**Assigned task**
Retype exactly the lines below, beginning with the first and ending with the line where "Look at this image and locate every instance of green" appears.

══ Extracted material ══

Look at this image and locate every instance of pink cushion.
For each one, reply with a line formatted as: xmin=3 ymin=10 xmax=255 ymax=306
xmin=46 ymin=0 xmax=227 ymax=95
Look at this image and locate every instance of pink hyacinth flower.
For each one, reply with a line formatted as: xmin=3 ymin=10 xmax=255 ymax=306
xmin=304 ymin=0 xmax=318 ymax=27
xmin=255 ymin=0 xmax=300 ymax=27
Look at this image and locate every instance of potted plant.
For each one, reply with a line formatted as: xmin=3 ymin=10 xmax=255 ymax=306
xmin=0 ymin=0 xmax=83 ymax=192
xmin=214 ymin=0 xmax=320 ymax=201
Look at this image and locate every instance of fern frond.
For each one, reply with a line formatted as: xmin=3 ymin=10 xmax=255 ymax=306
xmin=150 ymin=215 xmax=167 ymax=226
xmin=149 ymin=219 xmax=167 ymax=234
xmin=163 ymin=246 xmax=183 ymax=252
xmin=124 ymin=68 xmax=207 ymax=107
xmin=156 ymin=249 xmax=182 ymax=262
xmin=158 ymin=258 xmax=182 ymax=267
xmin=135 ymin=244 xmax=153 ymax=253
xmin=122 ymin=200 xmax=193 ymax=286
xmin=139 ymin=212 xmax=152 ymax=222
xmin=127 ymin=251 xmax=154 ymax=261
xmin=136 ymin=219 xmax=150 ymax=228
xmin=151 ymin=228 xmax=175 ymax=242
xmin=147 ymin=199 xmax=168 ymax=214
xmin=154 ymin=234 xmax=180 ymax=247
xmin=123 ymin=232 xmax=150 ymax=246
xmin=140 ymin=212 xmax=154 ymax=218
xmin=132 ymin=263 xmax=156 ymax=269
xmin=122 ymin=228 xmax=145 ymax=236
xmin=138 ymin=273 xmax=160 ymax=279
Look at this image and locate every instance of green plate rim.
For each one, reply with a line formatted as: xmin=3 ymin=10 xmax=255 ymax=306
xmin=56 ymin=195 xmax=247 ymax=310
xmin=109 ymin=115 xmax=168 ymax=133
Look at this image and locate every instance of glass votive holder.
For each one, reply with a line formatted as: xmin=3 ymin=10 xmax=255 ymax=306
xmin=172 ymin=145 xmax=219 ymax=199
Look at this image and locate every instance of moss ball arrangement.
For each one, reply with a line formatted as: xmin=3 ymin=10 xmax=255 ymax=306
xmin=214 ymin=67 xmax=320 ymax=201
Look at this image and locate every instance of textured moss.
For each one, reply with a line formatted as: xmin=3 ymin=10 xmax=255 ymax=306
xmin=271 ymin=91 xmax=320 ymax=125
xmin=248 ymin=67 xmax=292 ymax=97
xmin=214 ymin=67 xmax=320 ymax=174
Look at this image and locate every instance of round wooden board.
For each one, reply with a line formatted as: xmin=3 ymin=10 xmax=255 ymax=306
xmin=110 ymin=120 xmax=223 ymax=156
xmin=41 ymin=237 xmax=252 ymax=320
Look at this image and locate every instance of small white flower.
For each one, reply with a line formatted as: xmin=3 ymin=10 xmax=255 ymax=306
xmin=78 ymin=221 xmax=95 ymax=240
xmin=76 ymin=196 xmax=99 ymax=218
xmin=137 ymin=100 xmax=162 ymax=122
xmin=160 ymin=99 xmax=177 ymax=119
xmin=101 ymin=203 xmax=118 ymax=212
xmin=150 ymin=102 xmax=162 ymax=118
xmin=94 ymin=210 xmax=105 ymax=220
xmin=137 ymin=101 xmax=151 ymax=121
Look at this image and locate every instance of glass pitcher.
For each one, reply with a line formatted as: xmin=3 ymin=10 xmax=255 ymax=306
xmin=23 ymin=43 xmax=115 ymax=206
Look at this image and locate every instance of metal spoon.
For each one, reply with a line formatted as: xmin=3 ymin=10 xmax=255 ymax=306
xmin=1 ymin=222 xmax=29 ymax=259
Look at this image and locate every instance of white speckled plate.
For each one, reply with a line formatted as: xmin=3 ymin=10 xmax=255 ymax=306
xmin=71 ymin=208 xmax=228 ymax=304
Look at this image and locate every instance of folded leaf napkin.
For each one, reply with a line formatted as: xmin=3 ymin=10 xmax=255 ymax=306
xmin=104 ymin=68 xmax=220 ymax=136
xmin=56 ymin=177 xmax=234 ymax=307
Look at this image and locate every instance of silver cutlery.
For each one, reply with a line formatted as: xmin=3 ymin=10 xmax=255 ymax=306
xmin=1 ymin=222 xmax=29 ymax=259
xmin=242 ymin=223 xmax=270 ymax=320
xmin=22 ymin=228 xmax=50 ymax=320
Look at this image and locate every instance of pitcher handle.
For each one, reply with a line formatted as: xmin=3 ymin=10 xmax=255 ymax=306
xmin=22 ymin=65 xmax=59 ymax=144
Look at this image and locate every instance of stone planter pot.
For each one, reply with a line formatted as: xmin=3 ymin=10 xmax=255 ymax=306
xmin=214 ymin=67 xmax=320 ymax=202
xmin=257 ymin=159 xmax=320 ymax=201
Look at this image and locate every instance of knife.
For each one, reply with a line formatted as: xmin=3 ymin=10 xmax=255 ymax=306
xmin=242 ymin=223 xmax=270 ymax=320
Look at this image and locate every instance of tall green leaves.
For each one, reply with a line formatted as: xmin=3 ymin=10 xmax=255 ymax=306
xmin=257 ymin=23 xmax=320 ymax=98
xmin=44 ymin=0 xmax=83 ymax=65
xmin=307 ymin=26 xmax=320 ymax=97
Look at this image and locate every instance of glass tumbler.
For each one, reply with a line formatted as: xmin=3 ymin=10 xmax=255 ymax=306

═══

**Output of the task**
Look at this image and locate every instance of pink cushion.
For each one, reply with a line formatted as: xmin=3 ymin=10 xmax=255 ymax=306
xmin=46 ymin=0 xmax=227 ymax=95
Look at this image and locate every instance of pink hyacinth flower.
For each one, reply with a line formatted as: xmin=3 ymin=10 xmax=255 ymax=306
xmin=304 ymin=0 xmax=318 ymax=27
xmin=255 ymin=0 xmax=300 ymax=27
Look at this image and locate every instance of potted plant.
For each one, reply with a line formatted as: xmin=3 ymin=10 xmax=255 ymax=306
xmin=0 ymin=0 xmax=83 ymax=192
xmin=214 ymin=0 xmax=320 ymax=201
Look at this image and locate every instance of fern frond.
For each one, reply with a line formatted as: xmin=3 ymin=10 xmax=255 ymax=306
xmin=150 ymin=215 xmax=167 ymax=226
xmin=149 ymin=219 xmax=167 ymax=234
xmin=163 ymin=246 xmax=183 ymax=252
xmin=124 ymin=68 xmax=207 ymax=107
xmin=156 ymin=249 xmax=182 ymax=262
xmin=158 ymin=258 xmax=182 ymax=267
xmin=135 ymin=244 xmax=153 ymax=253
xmin=122 ymin=200 xmax=193 ymax=286
xmin=139 ymin=212 xmax=152 ymax=222
xmin=127 ymin=251 xmax=154 ymax=261
xmin=136 ymin=219 xmax=150 ymax=228
xmin=151 ymin=228 xmax=175 ymax=242
xmin=147 ymin=199 xmax=168 ymax=214
xmin=154 ymin=234 xmax=180 ymax=247
xmin=123 ymin=232 xmax=150 ymax=246
xmin=140 ymin=212 xmax=154 ymax=218
xmin=132 ymin=263 xmax=156 ymax=269
xmin=122 ymin=228 xmax=145 ymax=236
xmin=138 ymin=273 xmax=160 ymax=279
Look at this image and locate every instance of green plate rim.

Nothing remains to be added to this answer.